Answer:
1) ΔABC ≅ ΔDBC by Side-Angle-Side (SAS)
2) ΔABC ≅ ΔCDB by Side-Side-Side (SSS)
3) ΔABC ≅ ΔDBE by Angle-Angle-Side (AAS)
4) m∠Y = 53°
5) y = 3
6) ΔABC ≅ ΔEDC by Side-Angle-Side (SAS)
7) ΔABC ≅ ΔADC by Angle-Angle-Side (AAS)
8) ΔABC ≅ ΔADC by Side-Angle-Side (SSS)
Explanation:
1) Side AC ≅ Side BD
given
Side BC ≅ Side BC
reflexive property
∠DBC ≅ ∠ACB
given
Therefore ΔABC ≅ ΔDBC by Side-Angle-Side (SAS)
2) Side AC ≅ Side BD
given
Side DC ≅ Side BA
given
Side BC ≅ Side BC
reflexive property
Therefore, ΔABC ≅ ΔCDB by Side-Side-Side (SSS)

• _Work required_: Name each distinct triangle that the geometry answer key above states is congruent to ΔABC.

• _Given entries_:
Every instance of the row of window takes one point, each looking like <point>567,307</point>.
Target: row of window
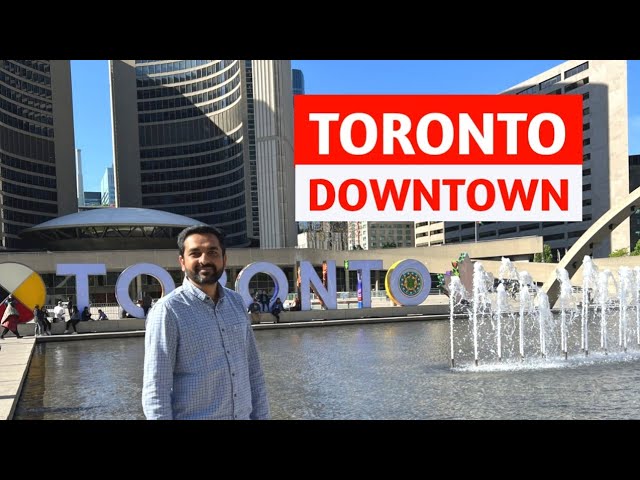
<point>25,86</point>
<point>10,201</point>
<point>25,73</point>
<point>221,161</point>
<point>25,126</point>
<point>173,115</point>
<point>165,66</point>
<point>575,70</point>
<point>546,83</point>
<point>173,74</point>
<point>28,100</point>
<point>235,213</point>
<point>188,131</point>
<point>158,85</point>
<point>29,192</point>
<point>194,148</point>
<point>203,176</point>
<point>25,112</point>
<point>41,65</point>
<point>27,218</point>
<point>223,189</point>
<point>34,180</point>
<point>190,196</point>
<point>26,165</point>
<point>574,85</point>
<point>185,102</point>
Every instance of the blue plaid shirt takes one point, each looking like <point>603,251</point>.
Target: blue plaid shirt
<point>201,360</point>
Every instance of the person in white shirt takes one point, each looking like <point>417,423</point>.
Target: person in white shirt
<point>58,313</point>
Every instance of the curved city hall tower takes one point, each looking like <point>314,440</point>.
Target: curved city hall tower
<point>208,139</point>
<point>37,163</point>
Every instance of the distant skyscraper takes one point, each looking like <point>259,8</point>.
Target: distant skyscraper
<point>605,161</point>
<point>37,175</point>
<point>209,139</point>
<point>107,188</point>
<point>297,78</point>
<point>79,182</point>
<point>92,199</point>
<point>297,82</point>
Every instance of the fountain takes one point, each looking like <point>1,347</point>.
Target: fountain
<point>509,321</point>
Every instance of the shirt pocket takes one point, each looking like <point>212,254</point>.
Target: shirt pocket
<point>237,337</point>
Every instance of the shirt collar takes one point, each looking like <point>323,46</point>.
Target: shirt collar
<point>190,287</point>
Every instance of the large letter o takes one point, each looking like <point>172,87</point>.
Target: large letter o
<point>277,275</point>
<point>408,282</point>
<point>127,276</point>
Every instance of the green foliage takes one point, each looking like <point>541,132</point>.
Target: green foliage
<point>545,257</point>
<point>621,252</point>
<point>454,270</point>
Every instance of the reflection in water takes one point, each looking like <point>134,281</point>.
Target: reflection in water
<point>381,371</point>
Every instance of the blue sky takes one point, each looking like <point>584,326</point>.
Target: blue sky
<point>92,110</point>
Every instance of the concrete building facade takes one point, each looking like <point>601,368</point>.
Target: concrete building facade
<point>209,139</point>
<point>603,87</point>
<point>37,177</point>
<point>372,235</point>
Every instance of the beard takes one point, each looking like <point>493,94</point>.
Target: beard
<point>207,279</point>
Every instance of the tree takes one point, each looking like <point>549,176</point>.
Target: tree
<point>545,257</point>
<point>621,252</point>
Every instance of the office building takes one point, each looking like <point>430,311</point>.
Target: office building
<point>107,188</point>
<point>37,174</point>
<point>372,235</point>
<point>603,87</point>
<point>208,139</point>
<point>79,180</point>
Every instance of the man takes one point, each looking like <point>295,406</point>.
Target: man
<point>254,310</point>
<point>58,312</point>
<point>201,360</point>
<point>146,303</point>
<point>70,307</point>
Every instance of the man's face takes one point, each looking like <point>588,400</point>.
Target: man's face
<point>203,262</point>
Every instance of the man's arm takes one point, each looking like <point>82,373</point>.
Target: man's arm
<point>159,361</point>
<point>259,400</point>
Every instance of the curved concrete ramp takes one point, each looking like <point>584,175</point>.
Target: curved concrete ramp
<point>584,245</point>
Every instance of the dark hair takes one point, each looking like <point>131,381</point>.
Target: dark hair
<point>200,229</point>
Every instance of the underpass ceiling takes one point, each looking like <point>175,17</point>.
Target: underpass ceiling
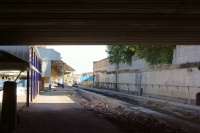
<point>103,21</point>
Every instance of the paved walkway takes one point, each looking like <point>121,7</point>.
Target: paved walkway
<point>56,112</point>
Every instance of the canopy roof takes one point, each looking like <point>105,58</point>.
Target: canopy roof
<point>11,62</point>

• _The completed task_: ΔDBC, ΔCDB, ΔDBE, ΔEDC, ΔADC